» **Your objective**
Condense the paragraph of the vampire article below that starts "The series, based on" into a short bulleted list that keeps its main facts.

» **Page text**
Post  Aslinn Dhan on September 29th 2011, 9:55 am

Published 11:29 28.09.11
Latest update 11:29 28.09.11

Love thy vampire, kosherly
Like European myths of the time, medieval Jewish tradition includes stories about bloodsuckers, but with a unique Jewish moral perspective.
By Admiel Kosman Tags: Jewish World


The TV series "True Blood" has been so successful that only "The Sopranos" rivals it. "True Blood" is about a world of imaginary creatures. Particularly strange is the vampire world parallel to human society.

The series, based on a series of novels by American writer Charlaine Harris, involves a scientific breakthrough: the Japanese invention of synthetic blood, which enables vampires to integrate into human society, since they no longer need pose a threat.

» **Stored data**
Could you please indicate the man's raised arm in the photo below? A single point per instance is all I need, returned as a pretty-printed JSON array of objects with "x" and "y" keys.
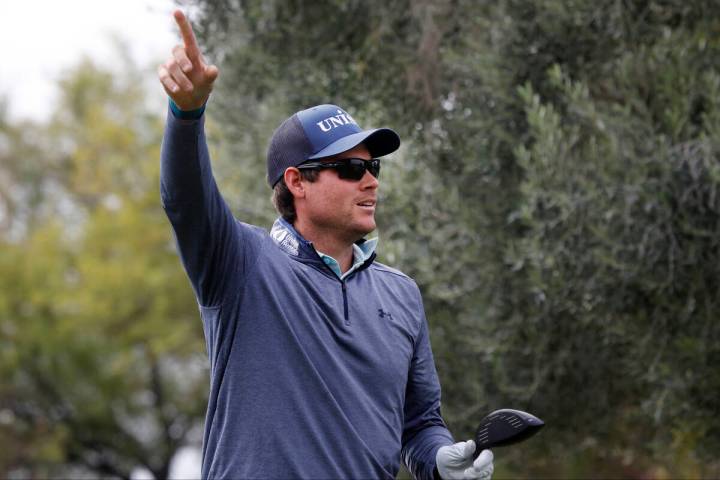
[
  {"x": 212, "y": 244},
  {"x": 186, "y": 78}
]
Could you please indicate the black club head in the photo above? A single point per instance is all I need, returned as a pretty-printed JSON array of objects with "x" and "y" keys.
[{"x": 505, "y": 427}]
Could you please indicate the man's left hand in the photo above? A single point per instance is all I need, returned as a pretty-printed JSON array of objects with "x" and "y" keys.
[{"x": 455, "y": 462}]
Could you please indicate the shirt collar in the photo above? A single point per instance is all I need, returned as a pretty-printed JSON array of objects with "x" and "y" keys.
[{"x": 361, "y": 253}]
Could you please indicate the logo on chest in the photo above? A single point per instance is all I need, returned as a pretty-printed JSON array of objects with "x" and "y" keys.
[{"x": 383, "y": 314}]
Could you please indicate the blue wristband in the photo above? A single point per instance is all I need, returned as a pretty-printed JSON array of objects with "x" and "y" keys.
[{"x": 186, "y": 114}]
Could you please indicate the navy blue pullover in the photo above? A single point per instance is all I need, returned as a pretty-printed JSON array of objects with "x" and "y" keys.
[{"x": 311, "y": 376}]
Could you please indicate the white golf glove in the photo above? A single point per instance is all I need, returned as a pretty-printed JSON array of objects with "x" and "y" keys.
[{"x": 454, "y": 462}]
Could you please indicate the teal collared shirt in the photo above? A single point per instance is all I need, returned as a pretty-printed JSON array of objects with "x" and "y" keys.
[{"x": 360, "y": 254}]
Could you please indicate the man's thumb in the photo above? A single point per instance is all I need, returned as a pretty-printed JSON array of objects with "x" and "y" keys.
[{"x": 469, "y": 449}]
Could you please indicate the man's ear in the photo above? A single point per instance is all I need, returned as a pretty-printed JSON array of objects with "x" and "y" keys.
[{"x": 294, "y": 182}]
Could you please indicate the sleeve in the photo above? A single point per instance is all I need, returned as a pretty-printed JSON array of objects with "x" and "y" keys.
[
  {"x": 213, "y": 246},
  {"x": 424, "y": 431}
]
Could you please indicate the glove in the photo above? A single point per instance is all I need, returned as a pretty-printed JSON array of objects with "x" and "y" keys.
[{"x": 454, "y": 462}]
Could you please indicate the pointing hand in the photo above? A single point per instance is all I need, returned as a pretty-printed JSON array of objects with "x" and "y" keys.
[{"x": 186, "y": 78}]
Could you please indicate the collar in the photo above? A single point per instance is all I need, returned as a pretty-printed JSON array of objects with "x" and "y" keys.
[{"x": 291, "y": 242}]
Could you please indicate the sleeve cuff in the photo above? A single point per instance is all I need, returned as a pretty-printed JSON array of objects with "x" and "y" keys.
[{"x": 186, "y": 114}]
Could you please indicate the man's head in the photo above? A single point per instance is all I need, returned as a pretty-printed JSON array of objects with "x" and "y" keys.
[{"x": 319, "y": 134}]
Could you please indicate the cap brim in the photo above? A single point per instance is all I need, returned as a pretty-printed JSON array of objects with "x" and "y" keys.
[{"x": 379, "y": 142}]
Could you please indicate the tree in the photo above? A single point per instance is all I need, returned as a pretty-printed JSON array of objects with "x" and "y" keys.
[
  {"x": 555, "y": 200},
  {"x": 102, "y": 361}
]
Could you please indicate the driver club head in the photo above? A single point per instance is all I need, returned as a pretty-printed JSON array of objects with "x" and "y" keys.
[{"x": 505, "y": 427}]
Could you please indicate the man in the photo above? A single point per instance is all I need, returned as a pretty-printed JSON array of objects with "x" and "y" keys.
[{"x": 320, "y": 360}]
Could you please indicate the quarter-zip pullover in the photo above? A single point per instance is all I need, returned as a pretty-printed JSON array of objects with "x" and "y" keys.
[{"x": 311, "y": 375}]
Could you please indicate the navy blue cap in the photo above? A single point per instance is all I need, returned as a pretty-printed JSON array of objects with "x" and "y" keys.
[{"x": 319, "y": 132}]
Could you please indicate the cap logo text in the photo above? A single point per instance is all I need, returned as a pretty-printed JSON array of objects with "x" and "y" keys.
[{"x": 329, "y": 123}]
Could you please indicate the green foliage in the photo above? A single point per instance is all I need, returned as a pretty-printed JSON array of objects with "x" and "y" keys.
[
  {"x": 102, "y": 361},
  {"x": 555, "y": 198}
]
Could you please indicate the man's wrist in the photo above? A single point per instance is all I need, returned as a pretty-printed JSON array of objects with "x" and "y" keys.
[{"x": 186, "y": 114}]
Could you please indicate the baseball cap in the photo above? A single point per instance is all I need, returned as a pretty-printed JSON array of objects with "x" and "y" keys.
[{"x": 322, "y": 131}]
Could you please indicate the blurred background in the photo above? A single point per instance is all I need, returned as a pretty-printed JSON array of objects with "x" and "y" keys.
[{"x": 556, "y": 197}]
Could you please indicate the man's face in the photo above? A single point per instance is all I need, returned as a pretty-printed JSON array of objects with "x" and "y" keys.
[{"x": 342, "y": 208}]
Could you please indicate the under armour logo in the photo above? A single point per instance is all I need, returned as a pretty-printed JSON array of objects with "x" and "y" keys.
[{"x": 382, "y": 314}]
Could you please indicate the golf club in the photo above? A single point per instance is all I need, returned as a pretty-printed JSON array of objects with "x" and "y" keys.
[{"x": 505, "y": 427}]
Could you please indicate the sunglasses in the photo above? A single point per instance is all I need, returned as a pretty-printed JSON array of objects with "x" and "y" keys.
[{"x": 349, "y": 169}]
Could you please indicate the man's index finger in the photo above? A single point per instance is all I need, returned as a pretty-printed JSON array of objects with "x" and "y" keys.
[{"x": 191, "y": 46}]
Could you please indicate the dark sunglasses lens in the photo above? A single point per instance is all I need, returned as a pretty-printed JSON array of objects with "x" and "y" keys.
[{"x": 355, "y": 168}]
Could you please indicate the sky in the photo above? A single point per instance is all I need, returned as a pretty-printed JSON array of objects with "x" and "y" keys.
[{"x": 42, "y": 38}]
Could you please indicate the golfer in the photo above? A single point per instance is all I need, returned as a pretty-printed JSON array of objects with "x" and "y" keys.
[{"x": 320, "y": 360}]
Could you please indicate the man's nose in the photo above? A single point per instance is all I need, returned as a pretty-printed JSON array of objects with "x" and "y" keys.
[{"x": 368, "y": 181}]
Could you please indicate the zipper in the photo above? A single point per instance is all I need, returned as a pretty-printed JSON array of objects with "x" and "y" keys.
[{"x": 345, "y": 306}]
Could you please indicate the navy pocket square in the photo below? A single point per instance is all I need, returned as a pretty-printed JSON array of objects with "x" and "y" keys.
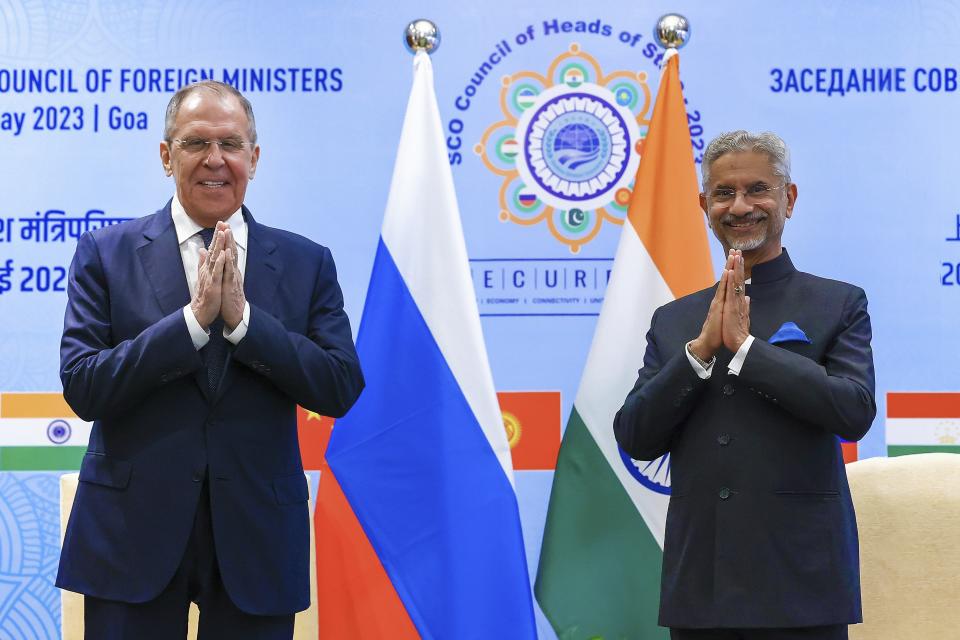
[{"x": 789, "y": 332}]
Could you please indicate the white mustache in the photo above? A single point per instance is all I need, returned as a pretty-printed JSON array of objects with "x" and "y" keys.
[{"x": 753, "y": 216}]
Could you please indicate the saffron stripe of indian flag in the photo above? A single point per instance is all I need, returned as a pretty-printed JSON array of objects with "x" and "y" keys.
[{"x": 923, "y": 422}]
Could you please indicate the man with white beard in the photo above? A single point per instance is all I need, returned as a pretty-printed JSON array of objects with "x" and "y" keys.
[{"x": 749, "y": 386}]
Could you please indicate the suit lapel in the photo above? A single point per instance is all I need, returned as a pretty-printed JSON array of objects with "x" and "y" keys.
[
  {"x": 261, "y": 280},
  {"x": 160, "y": 257},
  {"x": 161, "y": 260}
]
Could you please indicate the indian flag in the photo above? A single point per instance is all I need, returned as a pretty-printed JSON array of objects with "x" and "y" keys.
[
  {"x": 923, "y": 422},
  {"x": 599, "y": 573},
  {"x": 38, "y": 431}
]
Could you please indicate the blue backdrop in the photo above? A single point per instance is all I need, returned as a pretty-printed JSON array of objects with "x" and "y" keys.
[{"x": 864, "y": 93}]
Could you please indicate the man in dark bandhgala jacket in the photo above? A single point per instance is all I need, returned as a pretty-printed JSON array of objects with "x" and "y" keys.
[{"x": 749, "y": 386}]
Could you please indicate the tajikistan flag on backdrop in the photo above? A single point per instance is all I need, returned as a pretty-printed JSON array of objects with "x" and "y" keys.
[{"x": 599, "y": 574}]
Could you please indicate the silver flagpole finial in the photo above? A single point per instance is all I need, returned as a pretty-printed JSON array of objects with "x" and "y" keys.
[
  {"x": 672, "y": 31},
  {"x": 421, "y": 35}
]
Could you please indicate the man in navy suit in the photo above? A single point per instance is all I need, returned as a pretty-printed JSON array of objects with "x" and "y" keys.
[
  {"x": 748, "y": 386},
  {"x": 190, "y": 337}
]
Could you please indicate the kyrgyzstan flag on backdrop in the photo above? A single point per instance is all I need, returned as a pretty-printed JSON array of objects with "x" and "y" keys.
[{"x": 599, "y": 573}]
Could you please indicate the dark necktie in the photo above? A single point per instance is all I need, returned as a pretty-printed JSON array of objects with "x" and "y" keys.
[{"x": 214, "y": 354}]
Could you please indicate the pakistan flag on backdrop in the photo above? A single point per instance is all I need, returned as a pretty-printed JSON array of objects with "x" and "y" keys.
[{"x": 599, "y": 574}]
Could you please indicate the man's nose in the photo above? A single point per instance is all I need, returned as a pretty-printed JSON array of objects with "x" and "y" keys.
[
  {"x": 740, "y": 206},
  {"x": 214, "y": 155}
]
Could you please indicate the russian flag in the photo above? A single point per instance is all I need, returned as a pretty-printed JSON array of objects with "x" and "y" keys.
[{"x": 423, "y": 457}]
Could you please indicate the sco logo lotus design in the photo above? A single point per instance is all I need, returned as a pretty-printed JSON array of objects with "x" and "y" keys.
[
  {"x": 653, "y": 474},
  {"x": 569, "y": 146}
]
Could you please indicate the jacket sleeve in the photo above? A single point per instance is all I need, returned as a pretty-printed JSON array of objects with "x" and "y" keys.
[
  {"x": 320, "y": 370},
  {"x": 101, "y": 378},
  {"x": 666, "y": 392},
  {"x": 837, "y": 395}
]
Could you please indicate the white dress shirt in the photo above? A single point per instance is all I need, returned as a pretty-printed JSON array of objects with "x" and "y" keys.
[{"x": 188, "y": 237}]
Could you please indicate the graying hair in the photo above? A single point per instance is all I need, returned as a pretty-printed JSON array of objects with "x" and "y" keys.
[
  {"x": 742, "y": 141},
  {"x": 219, "y": 88}
]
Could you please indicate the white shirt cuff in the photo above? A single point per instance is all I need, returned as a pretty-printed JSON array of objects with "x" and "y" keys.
[
  {"x": 737, "y": 363},
  {"x": 197, "y": 334},
  {"x": 238, "y": 333},
  {"x": 703, "y": 374}
]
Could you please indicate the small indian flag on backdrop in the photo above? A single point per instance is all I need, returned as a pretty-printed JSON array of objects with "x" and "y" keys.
[
  {"x": 39, "y": 432},
  {"x": 923, "y": 422}
]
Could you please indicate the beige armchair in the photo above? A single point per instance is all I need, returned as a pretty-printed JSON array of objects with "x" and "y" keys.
[
  {"x": 908, "y": 514},
  {"x": 305, "y": 624}
]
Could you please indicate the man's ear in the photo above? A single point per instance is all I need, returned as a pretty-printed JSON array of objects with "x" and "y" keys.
[
  {"x": 254, "y": 158},
  {"x": 165, "y": 158},
  {"x": 791, "y": 198}
]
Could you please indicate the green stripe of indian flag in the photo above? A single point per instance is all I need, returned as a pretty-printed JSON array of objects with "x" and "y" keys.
[
  {"x": 62, "y": 458},
  {"x": 599, "y": 572},
  {"x": 39, "y": 432},
  {"x": 616, "y": 353}
]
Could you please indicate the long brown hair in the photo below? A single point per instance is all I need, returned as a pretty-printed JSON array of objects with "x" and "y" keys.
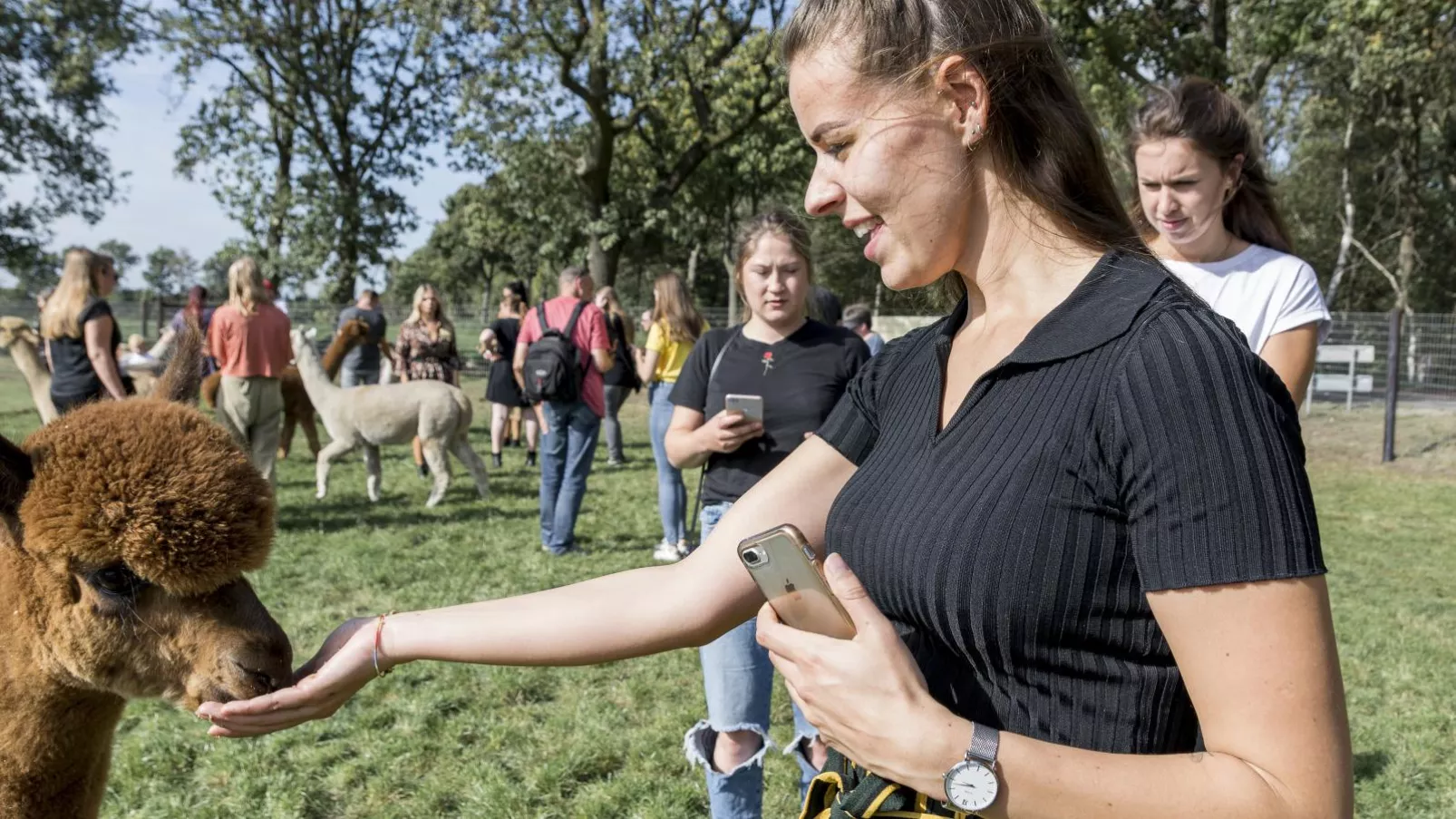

» **Reply**
- The series is based on novels by American writer Charlaine Harris.
- Its premise is a scientific breakthrough: the Japanese invention of synthetic blood.
- Synthetic blood lets vampires integrate into human society because they no longer need to pose a threat.